ANGEZEIGTER TEXT:
-=-=-=-=-
Auf der Schwäbischen Waldbahn zuckeln historische Dampf- und Dieselzüge von Schorndorf hinauf nach Welzheim. Allein die Fahrt ist ein Erlebnis und an der Strecke liegen zudem interessante Ausflugs- und Wanderziele.
Ruß mischt sich in den Duft der Tannennadeln. Qualm steigt auf und ballt sich zu einer Wolke. Nach einem schrillen Pfiff setzt sich der Zug in Bewegung. Verlässt den Bahnhof, zuckelt entlang an Gärten, in denen so mancher beim Mittagessen sitzt und winkt, vorbei an Wiesen, Bächen und an Wegen, auf denen Radfahrer in die Pedale treten. Auf der Schwäbischen Waldbahn zwischen Schorndorf und Welzheim hat man genug Zeit für die Details am Wegesrand. Nur wenige hält es auf den Sitzen: Fast alle Gäste stehen am Fenster und erleben, wie der Zug das weite Tal verlässt, die dicht bewaldeten Hänge immer näher ans Fenster rücken, bis man die Äste fast mit den Händen greifen kann. Immer langsamer kämpft sich der Zug den steilen Berg hinauf.
Einst eine Sensation
Die Lok qualmt und schnauft mächtig. Der kleine Junge in Uniform, der die Fahrgäste zählt, hat Mühe, sich durch den Gang voller Menschen zu zwängen. Er und seine Familie sind Mitglieder im Verein „DBK Historische Bahn”, der die Waldbahn zwischen Schorndorf und Welzheim betreibt. Ebenso wie Günter Pfau, der hier regelmäßig als Schaffner Fahrscheine kontrolliert und Geschichten von der Waldbahn erzählt. Stolz nennt er die Strecke „unseren schwäbischen Semmering” und spielt damit auf die österreichische Gebirgsbahn an, die bei ihrer Eröffnung als Meisterleistung der Technik gefeiert wurde und heute zum Unesco-Weltkulturerbe zählt.
Auch die Schwäbische Waldbahn hat es in sich: Rund 22 Kilometer lang ist die Strecke von Schorndorf nach Welzheim, die vor allem im letzten Abschnitt beeindruckende Schleifen bergauf zieht und dabei über mehrere Viadukte führt. Auch sie war einst eine Sensation: Im Jahr 1911 eingeweiht, überwindet die Bergstrecke knapp 250 Höhenmeter.
-=-=-=-=-
ZIEL 1:
Beantworte zum Text über die Schwäbische Waldbahn:
(a) Zwischen welchen beiden Orten fährt die Bahn?
(b) Welcher Verein betreibt die Strecke?
(c) In welchem Jahr wurde die Strecke eingeweiht?
ZIEL 2: Schreibe den Text über die Schwäbische Waldbahn im Anschluss an seinen letzten Satz weiter.
Die anschließenden Zeilen spielen hierfür keine Rolle.

EXTRAHIERTE DATEN:
-=-=-=-=-
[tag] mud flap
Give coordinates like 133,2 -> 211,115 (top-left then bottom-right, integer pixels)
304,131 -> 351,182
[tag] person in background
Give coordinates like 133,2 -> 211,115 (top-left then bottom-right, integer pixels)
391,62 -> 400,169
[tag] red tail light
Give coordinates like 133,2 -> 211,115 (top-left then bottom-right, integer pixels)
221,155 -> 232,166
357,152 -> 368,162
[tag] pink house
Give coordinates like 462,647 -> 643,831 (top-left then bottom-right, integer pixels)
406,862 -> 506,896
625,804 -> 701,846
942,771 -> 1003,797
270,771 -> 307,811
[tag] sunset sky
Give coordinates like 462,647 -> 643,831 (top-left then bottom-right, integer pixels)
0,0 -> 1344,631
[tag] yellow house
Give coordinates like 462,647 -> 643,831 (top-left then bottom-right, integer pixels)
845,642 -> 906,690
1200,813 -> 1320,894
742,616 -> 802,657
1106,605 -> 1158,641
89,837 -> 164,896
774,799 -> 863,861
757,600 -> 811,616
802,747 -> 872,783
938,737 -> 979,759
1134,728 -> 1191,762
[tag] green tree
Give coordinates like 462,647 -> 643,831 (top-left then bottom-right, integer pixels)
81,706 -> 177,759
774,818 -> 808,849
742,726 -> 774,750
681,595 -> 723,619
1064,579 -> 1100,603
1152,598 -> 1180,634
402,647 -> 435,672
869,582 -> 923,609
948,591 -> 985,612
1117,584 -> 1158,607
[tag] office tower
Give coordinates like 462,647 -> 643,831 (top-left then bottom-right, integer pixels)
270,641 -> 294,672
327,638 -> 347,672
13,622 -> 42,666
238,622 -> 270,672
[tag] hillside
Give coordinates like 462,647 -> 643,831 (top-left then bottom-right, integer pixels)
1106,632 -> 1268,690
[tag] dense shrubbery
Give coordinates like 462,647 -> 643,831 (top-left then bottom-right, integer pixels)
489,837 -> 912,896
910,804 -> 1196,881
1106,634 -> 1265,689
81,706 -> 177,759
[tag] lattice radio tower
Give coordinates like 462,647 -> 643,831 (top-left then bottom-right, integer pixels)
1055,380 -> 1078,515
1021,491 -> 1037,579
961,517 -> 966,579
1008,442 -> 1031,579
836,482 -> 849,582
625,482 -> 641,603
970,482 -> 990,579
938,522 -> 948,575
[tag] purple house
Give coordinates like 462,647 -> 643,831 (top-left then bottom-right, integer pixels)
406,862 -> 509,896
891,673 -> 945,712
-=-=-=-=-
ERWARTETE AUSGABE 1:
(a) Zwischen Schorndorf und Welzheim.
(b) Der Verein „DBK Historische Bahn”.
(c) 1911.

ERWARTETE AUSGABE 2:
Lohnenswerte Stationen
Im Laufe der Jahrzehnte blieben die Fahrgäste allerdings aus, in den 1980er-Jahren stellte die Bahn den Betrieb ein. Still wurde es an den Gleisen. Bis sich der Förderverein „Welzheimer Bahn” gründete und die anliegenden Gemeinden den touristischen Wert der Strecke erkannten. Nach unzähligen Arbeitsstunden freiwilliger Helfer fuhren im Jahr 2010 die ersten historischen Dampfzüge wieder bis nach Welzheim hinauf. Die Lokomotive an der Spitze ist ein Koloss, der zeigt, welche Kraft dafür notwendig ist, um die anspruchsvolle Strecke zu bewältigen. Im Innern steht der Heizer zwischen unzähligen Klappen, Hebeln und Rädern und schippt die Kohlen schwungvoll in die Glut.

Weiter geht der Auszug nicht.